__EXCERPT PROVIDED__.
+++

What this dot point is asking

You must be able to set up and interpret a redox titration, write and combine half-equations, and carry the stoichiometry through to a concentration. Permanganate titrations are the classic SACE example.

How a redox titration works

A redox titration is just like an acid-base titration except the reaction is electron transfer rather than proton transfer. A burette delivers a solution of known concentration (the titrant or standard) into a measured volume of the analyte until the reaction is exactly complete (the equivalence point).

+++

__Entries from the dataset__.

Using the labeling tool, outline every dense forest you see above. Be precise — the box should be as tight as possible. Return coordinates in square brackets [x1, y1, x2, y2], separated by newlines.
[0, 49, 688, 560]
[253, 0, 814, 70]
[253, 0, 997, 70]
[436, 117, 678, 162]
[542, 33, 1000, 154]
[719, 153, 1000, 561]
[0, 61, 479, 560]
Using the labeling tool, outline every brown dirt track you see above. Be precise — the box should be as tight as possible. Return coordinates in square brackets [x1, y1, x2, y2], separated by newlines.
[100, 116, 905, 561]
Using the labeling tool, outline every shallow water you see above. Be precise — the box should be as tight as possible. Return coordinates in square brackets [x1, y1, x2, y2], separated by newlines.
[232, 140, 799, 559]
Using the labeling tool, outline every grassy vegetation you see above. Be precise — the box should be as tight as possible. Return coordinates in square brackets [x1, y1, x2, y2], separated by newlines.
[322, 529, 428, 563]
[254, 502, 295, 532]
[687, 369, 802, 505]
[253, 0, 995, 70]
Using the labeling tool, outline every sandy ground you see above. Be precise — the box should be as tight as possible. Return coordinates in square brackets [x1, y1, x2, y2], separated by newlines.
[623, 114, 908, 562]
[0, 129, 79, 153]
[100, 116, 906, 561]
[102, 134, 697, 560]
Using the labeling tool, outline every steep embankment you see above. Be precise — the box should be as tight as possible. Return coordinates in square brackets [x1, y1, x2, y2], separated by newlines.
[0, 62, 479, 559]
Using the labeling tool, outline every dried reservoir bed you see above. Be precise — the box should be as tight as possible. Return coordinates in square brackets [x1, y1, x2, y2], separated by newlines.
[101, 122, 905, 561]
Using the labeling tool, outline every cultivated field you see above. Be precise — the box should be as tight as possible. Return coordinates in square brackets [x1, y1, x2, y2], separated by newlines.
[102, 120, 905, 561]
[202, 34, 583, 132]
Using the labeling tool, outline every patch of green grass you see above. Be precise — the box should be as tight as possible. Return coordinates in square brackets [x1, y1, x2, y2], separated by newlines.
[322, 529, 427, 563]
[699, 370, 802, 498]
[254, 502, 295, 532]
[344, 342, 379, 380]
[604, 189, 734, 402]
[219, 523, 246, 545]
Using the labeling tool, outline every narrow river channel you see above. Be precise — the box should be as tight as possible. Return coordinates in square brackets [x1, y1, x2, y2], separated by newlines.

+++

__GIVEN EXERCISE__. Alter the passage of the redox titration excerpt between "How a redox" and "(the equivalence point).", inclusive, by replacing "analyte" with "sample", and give the revised passage.

__THE OUTPUT__.
How a redox titration works

A redox titration is just like an acid-base titration except the reaction is electron transfer rather than proton transfer. A burette delivers a solution of known concentration (the titrant or standard) into a measured volume of the sample until the reaction is exactly complete (the equivalence point).